ARTICLE:
⟨
The report states, "In terms of [health-related] costs per user: tobacco-related health costs are over $800 per user, alcohol-related health costs are much lower at $165 per user, and cannabis-related health costs are the lowest at $20 per user." The study noted that "94 percent of social costs for cannabis are linked to [law] enforcement."
With this change in public opinion, the feds are beginning to play catch-up with the Biden administration’s Department of Health and Human Services recommending to the Drug Enforcement Administration that cannabis be moved from Schedule I to Schedule III under the Controlled Substances Act. If the DEA follows through on the recommendation (and the DEA doesn’t have to and may very well not) it will be the biggest change in federal drug policy in decades.
Although cannabis should not even be in the CSA (alcohol and tobacco are not listed in the CSA), schedule III puts it into the same classification as Tylenol with codeine. As much as that change is a major step in the right direction, rescheduling cannabis from 1 to 3 does not end criminalization. People can still be subject to criminal penalties for mere possession.
The move however would have a significant impact on the tax obligations of cannabis business owners as it removes cannabis from the IRS 280E tax provision which prohibits business owners from deducting business expenses from income derived from the “trafficking” of Schedule I or II substances.
No doubt there is politics involved in this move with the Biden administration hoping that this long overdue change in cannabis policy coinciding with the uptick in approval of cannabis use by millions of Americans may get young people and independents to the polls who will then vote Democratic.
Politics aside, we continue to move in the right direction thanks to all the legalization measures that have been passed by the states. It has only been 11 years since Colorado and Washington passed America’s first cannabis legalization laws and only 7 years since the big one in 2016 was passed by California voters, but the momentum of change keeps increasing. With the feds beginning to finally back-off, the light at the end of the prohibition tunnel is growing brighter and coming closer.
⟩
SUPPLIED RECORDS:
⟨
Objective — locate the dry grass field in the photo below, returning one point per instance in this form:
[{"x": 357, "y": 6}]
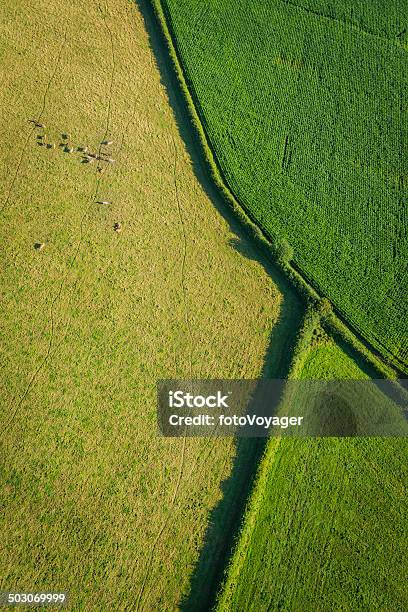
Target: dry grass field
[{"x": 93, "y": 500}]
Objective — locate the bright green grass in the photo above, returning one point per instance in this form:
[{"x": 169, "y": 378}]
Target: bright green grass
[
  {"x": 92, "y": 499},
  {"x": 303, "y": 106},
  {"x": 326, "y": 527}
]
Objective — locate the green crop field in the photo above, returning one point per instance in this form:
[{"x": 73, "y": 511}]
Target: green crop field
[
  {"x": 326, "y": 528},
  {"x": 303, "y": 104},
  {"x": 93, "y": 500}
]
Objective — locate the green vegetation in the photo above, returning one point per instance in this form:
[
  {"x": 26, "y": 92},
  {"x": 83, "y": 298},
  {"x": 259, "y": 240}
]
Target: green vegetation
[
  {"x": 326, "y": 525},
  {"x": 92, "y": 499},
  {"x": 301, "y": 105}
]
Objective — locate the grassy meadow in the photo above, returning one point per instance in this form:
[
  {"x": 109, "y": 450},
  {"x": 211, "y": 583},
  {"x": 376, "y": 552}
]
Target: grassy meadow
[
  {"x": 302, "y": 105},
  {"x": 326, "y": 525},
  {"x": 93, "y": 501}
]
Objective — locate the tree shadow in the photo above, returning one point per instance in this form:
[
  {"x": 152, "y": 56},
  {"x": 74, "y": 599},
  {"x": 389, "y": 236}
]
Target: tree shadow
[{"x": 225, "y": 519}]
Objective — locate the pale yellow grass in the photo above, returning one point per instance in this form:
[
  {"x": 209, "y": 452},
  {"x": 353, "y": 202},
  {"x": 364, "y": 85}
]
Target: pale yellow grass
[{"x": 89, "y": 323}]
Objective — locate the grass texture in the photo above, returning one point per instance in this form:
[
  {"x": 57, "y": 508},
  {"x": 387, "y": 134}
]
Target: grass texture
[
  {"x": 302, "y": 106},
  {"x": 326, "y": 525},
  {"x": 92, "y": 499}
]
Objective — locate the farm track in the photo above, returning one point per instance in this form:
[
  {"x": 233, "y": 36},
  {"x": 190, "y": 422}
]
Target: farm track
[
  {"x": 390, "y": 361},
  {"x": 32, "y": 129}
]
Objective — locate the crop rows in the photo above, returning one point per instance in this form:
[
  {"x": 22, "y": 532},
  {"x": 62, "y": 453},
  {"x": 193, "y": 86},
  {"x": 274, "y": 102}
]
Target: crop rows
[{"x": 303, "y": 107}]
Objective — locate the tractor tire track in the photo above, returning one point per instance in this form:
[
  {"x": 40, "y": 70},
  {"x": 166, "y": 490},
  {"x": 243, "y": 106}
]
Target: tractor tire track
[
  {"x": 189, "y": 333},
  {"x": 31, "y": 132},
  {"x": 57, "y": 298}
]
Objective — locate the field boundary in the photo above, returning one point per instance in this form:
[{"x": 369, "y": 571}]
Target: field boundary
[{"x": 333, "y": 321}]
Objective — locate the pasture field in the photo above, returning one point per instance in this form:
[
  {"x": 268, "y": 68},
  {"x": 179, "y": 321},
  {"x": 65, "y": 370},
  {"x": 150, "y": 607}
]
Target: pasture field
[
  {"x": 326, "y": 527},
  {"x": 93, "y": 500},
  {"x": 303, "y": 107}
]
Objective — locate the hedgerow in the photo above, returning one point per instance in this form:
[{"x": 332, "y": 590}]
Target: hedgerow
[{"x": 299, "y": 116}]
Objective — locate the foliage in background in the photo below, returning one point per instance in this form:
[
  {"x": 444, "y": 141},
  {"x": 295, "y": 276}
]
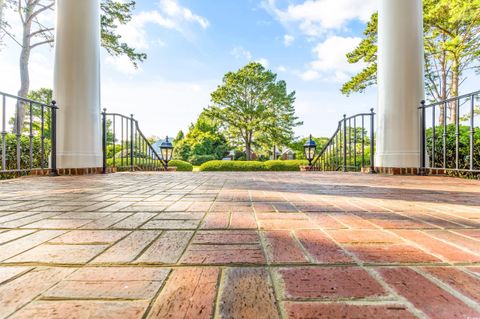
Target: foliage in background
[
  {"x": 248, "y": 166},
  {"x": 297, "y": 145},
  {"x": 36, "y": 34},
  {"x": 203, "y": 142},
  {"x": 254, "y": 108},
  {"x": 11, "y": 152},
  {"x": 452, "y": 46},
  {"x": 464, "y": 147}
]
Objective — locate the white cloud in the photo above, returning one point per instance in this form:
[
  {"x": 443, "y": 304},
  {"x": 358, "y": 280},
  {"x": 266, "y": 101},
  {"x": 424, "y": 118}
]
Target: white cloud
[
  {"x": 122, "y": 64},
  {"x": 316, "y": 17},
  {"x": 263, "y": 62},
  {"x": 331, "y": 62},
  {"x": 240, "y": 53},
  {"x": 170, "y": 15},
  {"x": 181, "y": 102},
  {"x": 309, "y": 75},
  {"x": 288, "y": 40},
  {"x": 179, "y": 13}
]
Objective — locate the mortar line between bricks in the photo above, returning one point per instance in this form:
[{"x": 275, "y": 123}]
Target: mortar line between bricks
[
  {"x": 216, "y": 313},
  {"x": 142, "y": 224},
  {"x": 244, "y": 265},
  {"x": 372, "y": 272},
  {"x": 157, "y": 294},
  {"x": 436, "y": 227},
  {"x": 38, "y": 296},
  {"x": 452, "y": 244},
  {"x": 451, "y": 290},
  {"x": 455, "y": 231},
  {"x": 424, "y": 249},
  {"x": 142, "y": 251},
  {"x": 276, "y": 292},
  {"x": 310, "y": 258},
  {"x": 17, "y": 238},
  {"x": 444, "y": 213},
  {"x": 3, "y": 260}
]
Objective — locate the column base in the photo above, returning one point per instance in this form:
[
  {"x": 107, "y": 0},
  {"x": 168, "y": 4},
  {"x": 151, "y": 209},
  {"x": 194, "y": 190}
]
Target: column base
[
  {"x": 409, "y": 171},
  {"x": 79, "y": 160},
  {"x": 73, "y": 171},
  {"x": 398, "y": 159}
]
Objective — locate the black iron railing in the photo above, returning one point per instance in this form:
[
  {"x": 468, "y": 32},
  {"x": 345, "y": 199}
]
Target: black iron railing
[
  {"x": 352, "y": 146},
  {"x": 27, "y": 142},
  {"x": 125, "y": 147},
  {"x": 450, "y": 134}
]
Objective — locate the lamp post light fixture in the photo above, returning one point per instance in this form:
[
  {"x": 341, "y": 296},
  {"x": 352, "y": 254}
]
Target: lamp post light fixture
[
  {"x": 166, "y": 151},
  {"x": 310, "y": 148}
]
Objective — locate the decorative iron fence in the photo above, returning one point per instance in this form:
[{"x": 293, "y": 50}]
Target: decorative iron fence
[
  {"x": 28, "y": 136},
  {"x": 125, "y": 147},
  {"x": 450, "y": 134},
  {"x": 352, "y": 146}
]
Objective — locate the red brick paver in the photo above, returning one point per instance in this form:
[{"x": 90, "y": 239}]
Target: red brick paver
[{"x": 240, "y": 245}]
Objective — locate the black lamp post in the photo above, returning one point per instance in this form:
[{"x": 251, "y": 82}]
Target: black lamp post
[
  {"x": 310, "y": 148},
  {"x": 166, "y": 151}
]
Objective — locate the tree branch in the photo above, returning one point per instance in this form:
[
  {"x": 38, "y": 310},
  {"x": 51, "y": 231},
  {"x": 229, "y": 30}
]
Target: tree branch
[
  {"x": 41, "y": 43},
  {"x": 11, "y": 36},
  {"x": 41, "y": 31}
]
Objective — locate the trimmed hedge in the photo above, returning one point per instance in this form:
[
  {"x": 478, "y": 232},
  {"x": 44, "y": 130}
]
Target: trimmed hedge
[
  {"x": 181, "y": 166},
  {"x": 198, "y": 160},
  {"x": 249, "y": 166},
  {"x": 234, "y": 166},
  {"x": 285, "y": 166}
]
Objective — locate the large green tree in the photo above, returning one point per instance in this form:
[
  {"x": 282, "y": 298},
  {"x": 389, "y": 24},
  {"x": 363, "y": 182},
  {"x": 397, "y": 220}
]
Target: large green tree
[
  {"x": 452, "y": 46},
  {"x": 204, "y": 141},
  {"x": 35, "y": 33},
  {"x": 253, "y": 106}
]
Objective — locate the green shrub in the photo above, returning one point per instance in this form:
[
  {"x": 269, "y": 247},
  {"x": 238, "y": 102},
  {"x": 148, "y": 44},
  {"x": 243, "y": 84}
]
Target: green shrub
[
  {"x": 285, "y": 166},
  {"x": 181, "y": 166},
  {"x": 200, "y": 159},
  {"x": 233, "y": 166},
  {"x": 146, "y": 164},
  {"x": 11, "y": 152}
]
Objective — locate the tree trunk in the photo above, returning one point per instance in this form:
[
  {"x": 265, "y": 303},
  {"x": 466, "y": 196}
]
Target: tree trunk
[
  {"x": 248, "y": 151},
  {"x": 24, "y": 72},
  {"x": 454, "y": 91},
  {"x": 443, "y": 97}
]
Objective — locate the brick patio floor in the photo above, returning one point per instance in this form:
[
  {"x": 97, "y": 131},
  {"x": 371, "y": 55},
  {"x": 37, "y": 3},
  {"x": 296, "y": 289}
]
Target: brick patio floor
[{"x": 239, "y": 245}]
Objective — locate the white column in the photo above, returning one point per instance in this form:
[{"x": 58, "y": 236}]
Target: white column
[
  {"x": 400, "y": 82},
  {"x": 77, "y": 84}
]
⟩
REQUESTS:
a. Reproduce the passage of the cannabis policy article from "Although cannabis should" up to and including "for mere possession.".
b. Rewrite the paragraph of the cannabis policy article that begins "The move however would have" as a shorter version that keeps its main facts.
Work only from the cannabis policy article, not the data.

RESPONSES TO THE TASKS:
a.
Although cannabis should not even be in the CSA (alcohol and tobacco are not listed in the CSA), schedule III puts it into the same classification as Tylenol with codeine. As much as that change is a major step in the right direction, rescheduling cannabis from 1 to 3 does not end criminalization. People can still be subject to criminal penalties for mere possession.

b. Rescheduling would significantly change cannabis business owners' taxes. It would remove cannabis from the IRS 280E provision, which bars deducting business expenses from income derived from "trafficking" Schedule I or II substances.